● Условие задания
Выпишите из отрывка о пушкинской сказке часть текста от слов «В.Г. МАРАНЦМАН, доктор» до слов «- убирает его.» включительно.

Скачать бесплатно! Научная работа на тему СОТВОРЕНИЕ СКАЗКИ. Аудитория: ученые, педагоги, деятели науки, работники образования, студенты (18-50). Minsk, Belarus. Research paper. Agreement.

Полезные ссылки

BIBLIOTEKA.BY Видеогид по Беларуси HIT.BY! ЛОМы Беларуси! Съемка с дрона в РБ


Автор(ы):
Публикатор:

Опубликовано в библиотеке: 2024-07-15

В.Г. МАРАНЦМАН, доктор педагогических наук

Сказка как литературный жанр предполагает активное участие слушателя, читателя, рассказчика в ее создании. Аранжировка сюжета происходит всякий раз заново и зависит от эпохи и личности, представляющей сказку. В этом смысле весьма характерна работа А.С. Пушкина над своими сказками, придававшая им современный и вечный смысл. Творческая лаборатория поэта наиболее откровенно показывает связь слова со смыслом, чувства с мироотношением, и потому необыкновенно поучительна. Работая в 1833 году над "Сказкой о мертвой царевне и о семи богатырях", Пушкин использовал сюжет народной сказки, записанной им в Михайловской ссылке:

"Царевна заблудилася в лесу. Находит дом пустой - убирает его.

стр. 91


Двенадцать братьев приезжают. "Ах, - говорят, - тут был кто-то - али мужчина, али женщина; коли мужчина, будь нам отец родной али брат названный; коли женщина, будь нам мать али сестра"... Сии братья враждуют с другими двенадцатью богатырями; уезжая, они оставляют сестре платок, сапог и шапку. "Если кровию нальются, то не жди нас". - Приезжая назад, спят они сном богатырским. Первый раз - 12 дней, второй - 24, третий - 31. Противники приезжают и пируют. Она подносит им сонных капель... и проч. Мачеха ее приходит в лес под видом нищенки - собаки ходят на цепях и не подпускают ее. Она дарит царевне рубашку, которую та, надев, умирает. Братья хоронят ее в гробнице, натянутой золотыми цепями к двум соснам. Царевич влюбляется в ее труп, и проч." (Пушкин А.С. Полн. собр. соч.: В 10 т. Л., 1977. Т. III. С. 413; далее - только том и стр.).

Записи с указанием на именованные объекты

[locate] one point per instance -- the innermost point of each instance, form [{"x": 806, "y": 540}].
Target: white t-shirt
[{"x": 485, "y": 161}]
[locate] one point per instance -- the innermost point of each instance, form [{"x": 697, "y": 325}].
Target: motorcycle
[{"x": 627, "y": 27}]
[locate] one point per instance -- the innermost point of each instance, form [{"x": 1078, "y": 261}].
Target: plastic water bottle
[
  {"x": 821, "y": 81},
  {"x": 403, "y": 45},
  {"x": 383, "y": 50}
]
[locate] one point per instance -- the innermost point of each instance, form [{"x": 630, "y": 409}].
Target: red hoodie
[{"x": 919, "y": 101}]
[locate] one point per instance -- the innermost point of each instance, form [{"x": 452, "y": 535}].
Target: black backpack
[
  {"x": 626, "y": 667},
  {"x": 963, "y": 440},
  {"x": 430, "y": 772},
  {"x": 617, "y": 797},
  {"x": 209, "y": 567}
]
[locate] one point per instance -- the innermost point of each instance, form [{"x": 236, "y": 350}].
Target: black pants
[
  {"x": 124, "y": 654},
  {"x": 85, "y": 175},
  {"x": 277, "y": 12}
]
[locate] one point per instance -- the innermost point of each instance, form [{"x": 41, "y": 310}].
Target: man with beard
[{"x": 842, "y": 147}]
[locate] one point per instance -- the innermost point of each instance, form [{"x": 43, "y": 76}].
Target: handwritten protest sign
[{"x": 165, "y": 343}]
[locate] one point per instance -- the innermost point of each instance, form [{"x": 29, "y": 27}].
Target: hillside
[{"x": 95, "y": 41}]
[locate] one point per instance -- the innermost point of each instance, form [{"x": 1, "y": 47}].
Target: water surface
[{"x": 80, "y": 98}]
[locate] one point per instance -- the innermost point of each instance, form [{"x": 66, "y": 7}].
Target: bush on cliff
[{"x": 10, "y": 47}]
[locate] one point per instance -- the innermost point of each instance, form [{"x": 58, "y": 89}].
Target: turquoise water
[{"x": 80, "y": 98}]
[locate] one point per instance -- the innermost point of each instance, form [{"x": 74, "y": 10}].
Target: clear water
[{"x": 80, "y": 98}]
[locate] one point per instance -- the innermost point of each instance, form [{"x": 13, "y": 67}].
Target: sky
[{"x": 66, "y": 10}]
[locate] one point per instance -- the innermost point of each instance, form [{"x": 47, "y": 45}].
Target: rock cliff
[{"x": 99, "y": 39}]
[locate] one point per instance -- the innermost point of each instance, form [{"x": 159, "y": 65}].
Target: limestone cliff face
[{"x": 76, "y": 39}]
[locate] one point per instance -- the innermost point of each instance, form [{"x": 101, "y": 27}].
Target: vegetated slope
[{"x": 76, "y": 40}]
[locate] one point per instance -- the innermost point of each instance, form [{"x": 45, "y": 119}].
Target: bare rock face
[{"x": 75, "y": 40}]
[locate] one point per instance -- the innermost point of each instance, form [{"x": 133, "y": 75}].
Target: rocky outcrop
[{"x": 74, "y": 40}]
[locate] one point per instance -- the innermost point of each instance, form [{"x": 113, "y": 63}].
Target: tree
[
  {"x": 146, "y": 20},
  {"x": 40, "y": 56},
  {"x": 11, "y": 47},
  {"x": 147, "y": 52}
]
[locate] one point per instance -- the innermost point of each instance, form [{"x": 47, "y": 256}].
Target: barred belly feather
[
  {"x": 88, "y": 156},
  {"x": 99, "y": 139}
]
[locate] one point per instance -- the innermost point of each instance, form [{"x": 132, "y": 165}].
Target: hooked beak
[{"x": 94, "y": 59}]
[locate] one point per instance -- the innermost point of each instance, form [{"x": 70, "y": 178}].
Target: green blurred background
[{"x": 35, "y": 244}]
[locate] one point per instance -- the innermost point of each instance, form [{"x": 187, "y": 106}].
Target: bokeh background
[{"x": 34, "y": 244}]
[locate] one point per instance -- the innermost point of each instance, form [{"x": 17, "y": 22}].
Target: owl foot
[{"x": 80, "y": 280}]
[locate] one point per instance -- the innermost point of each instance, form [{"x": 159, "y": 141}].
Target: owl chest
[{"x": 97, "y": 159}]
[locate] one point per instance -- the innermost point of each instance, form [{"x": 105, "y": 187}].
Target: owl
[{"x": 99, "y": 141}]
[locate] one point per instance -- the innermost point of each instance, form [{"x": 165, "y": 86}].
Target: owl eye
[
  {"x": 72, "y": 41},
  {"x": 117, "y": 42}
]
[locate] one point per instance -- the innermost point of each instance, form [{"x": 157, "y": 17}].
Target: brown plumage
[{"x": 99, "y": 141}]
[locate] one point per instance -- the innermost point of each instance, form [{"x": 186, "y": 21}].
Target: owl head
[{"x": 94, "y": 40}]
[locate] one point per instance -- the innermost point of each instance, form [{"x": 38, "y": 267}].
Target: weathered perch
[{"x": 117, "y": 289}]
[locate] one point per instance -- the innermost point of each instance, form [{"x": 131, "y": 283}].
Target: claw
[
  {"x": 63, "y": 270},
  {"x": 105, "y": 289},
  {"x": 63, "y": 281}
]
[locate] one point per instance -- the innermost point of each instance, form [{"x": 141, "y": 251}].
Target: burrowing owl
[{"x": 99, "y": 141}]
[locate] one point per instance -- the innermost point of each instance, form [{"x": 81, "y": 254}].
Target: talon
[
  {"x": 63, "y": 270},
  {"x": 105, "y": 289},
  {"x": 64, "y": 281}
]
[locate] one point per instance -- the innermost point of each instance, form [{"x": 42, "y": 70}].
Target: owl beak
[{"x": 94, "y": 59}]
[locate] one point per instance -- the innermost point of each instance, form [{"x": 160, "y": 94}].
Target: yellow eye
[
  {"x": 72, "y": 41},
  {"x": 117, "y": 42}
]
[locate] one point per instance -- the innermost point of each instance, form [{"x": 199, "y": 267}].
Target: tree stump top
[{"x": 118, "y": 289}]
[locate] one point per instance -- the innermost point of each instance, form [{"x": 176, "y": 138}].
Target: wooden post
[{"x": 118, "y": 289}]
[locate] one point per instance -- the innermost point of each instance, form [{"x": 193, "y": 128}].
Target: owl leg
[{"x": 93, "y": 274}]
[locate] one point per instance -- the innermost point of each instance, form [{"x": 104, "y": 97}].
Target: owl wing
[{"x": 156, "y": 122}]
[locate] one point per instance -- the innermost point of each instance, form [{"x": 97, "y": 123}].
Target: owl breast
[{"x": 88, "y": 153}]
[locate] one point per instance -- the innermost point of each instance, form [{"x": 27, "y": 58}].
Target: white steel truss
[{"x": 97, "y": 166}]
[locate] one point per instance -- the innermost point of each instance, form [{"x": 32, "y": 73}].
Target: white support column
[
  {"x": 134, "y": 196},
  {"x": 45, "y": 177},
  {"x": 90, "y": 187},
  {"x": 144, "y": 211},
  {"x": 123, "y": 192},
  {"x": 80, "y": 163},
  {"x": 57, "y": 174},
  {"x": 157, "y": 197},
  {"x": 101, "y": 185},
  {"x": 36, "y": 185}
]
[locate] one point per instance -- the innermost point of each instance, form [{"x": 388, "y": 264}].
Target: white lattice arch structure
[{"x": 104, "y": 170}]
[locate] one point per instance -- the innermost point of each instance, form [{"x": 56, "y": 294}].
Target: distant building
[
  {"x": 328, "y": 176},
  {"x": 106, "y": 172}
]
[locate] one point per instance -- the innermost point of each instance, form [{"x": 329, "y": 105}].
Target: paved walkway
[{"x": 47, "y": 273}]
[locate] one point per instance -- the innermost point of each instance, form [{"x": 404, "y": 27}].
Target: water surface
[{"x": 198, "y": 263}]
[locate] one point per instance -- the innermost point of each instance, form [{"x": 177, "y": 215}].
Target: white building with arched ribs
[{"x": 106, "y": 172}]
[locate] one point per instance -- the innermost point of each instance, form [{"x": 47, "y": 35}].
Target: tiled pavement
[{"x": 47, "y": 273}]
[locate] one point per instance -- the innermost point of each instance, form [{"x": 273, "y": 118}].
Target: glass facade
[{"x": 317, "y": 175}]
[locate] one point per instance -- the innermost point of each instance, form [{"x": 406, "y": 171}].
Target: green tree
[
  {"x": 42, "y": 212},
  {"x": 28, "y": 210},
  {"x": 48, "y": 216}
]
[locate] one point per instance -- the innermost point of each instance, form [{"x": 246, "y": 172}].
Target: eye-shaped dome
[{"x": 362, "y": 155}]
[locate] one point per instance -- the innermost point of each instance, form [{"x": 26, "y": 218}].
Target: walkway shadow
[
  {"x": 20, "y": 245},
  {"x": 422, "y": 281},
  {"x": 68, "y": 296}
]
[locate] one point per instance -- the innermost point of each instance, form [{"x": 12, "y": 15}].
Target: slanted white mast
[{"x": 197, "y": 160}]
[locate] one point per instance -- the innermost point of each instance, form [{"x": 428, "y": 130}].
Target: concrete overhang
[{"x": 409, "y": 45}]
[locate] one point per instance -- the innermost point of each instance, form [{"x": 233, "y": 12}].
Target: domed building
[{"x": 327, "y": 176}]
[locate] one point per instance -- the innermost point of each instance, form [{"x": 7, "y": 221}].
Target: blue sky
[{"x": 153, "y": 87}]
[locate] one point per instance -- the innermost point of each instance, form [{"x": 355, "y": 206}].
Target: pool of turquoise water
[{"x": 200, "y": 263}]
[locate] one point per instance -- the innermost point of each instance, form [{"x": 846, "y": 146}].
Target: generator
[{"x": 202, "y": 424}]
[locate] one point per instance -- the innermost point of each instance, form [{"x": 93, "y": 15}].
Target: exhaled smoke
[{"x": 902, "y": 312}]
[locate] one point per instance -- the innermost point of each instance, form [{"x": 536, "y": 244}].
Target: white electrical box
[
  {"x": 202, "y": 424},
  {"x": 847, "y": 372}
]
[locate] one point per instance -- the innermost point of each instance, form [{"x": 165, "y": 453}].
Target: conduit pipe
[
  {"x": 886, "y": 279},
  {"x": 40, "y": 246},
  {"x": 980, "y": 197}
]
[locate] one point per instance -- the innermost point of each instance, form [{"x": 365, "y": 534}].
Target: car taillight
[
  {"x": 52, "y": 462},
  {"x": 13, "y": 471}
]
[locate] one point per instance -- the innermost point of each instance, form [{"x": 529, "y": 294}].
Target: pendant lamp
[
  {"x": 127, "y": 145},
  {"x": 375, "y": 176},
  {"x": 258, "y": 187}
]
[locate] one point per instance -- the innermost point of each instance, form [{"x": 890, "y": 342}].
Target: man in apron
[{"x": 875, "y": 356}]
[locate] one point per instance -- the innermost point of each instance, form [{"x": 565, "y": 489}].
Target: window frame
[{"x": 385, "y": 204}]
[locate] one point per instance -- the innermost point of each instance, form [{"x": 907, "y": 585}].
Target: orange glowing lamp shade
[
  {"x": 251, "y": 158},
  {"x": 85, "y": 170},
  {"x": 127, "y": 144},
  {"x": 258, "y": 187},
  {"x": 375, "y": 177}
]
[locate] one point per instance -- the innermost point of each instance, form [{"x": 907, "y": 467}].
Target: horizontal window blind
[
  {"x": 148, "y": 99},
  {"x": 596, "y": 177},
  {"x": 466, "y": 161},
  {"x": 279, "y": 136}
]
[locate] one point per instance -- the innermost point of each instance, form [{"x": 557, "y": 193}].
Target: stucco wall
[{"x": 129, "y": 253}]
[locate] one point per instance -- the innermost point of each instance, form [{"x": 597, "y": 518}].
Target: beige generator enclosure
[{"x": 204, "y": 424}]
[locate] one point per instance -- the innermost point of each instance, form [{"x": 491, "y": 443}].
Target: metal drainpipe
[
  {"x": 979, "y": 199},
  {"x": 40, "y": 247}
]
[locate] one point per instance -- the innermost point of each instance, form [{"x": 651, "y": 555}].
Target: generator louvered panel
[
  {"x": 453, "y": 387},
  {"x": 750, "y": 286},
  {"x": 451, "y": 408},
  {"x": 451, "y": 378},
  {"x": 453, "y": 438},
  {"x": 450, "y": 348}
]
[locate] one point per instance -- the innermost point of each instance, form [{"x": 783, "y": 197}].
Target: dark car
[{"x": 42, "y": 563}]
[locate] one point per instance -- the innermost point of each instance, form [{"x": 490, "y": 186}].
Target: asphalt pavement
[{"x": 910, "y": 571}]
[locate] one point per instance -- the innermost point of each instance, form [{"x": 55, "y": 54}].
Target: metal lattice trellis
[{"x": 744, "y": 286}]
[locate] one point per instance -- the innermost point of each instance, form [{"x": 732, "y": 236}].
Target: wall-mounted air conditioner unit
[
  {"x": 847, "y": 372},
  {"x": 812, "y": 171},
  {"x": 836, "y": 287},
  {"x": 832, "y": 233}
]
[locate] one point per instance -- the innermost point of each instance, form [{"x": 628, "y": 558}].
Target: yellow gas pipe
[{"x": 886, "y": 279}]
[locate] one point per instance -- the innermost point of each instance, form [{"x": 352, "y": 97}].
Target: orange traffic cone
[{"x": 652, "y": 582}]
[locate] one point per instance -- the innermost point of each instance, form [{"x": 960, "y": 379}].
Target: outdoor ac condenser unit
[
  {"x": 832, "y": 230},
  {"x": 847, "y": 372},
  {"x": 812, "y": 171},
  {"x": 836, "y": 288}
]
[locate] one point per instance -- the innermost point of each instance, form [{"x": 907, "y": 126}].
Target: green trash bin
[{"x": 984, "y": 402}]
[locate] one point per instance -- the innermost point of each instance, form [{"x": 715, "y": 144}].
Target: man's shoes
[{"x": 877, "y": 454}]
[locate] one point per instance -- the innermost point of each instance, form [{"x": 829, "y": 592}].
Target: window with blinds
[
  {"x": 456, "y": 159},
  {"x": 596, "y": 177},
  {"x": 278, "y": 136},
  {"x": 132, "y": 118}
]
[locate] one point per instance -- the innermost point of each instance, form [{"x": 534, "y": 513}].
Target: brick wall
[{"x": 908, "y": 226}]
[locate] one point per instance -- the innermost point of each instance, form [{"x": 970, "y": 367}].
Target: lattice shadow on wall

● Результат выполнения
В.Г. МАРАНЦМАН, доктор педагогических наук

Сказка как литературный жанр предполагает активное участие слушателя, читателя, рассказчика в ее создании. Аранжировка сюжета происходит всякий раз заново и зависит от эпохи и личности, представляющей сказку. В этом смысле весьма характерна работа А.С. Пушкина над своими сказками, придававшая им современный и вечный смысл. Творческая лаборатория поэта наиболее откровенно показывает связь слова со смыслом, чувства с мироотношением, и потому необыкновенно поучительна. Работая в 1833 году над "Сказкой о мертвой царевне и о семи богатырях", Пушкин использовал сюжет народной сказки, записанной им в Михайловской ссылке:

"Царевна заблудилася в лесу. Находит дом пустой - убирает его.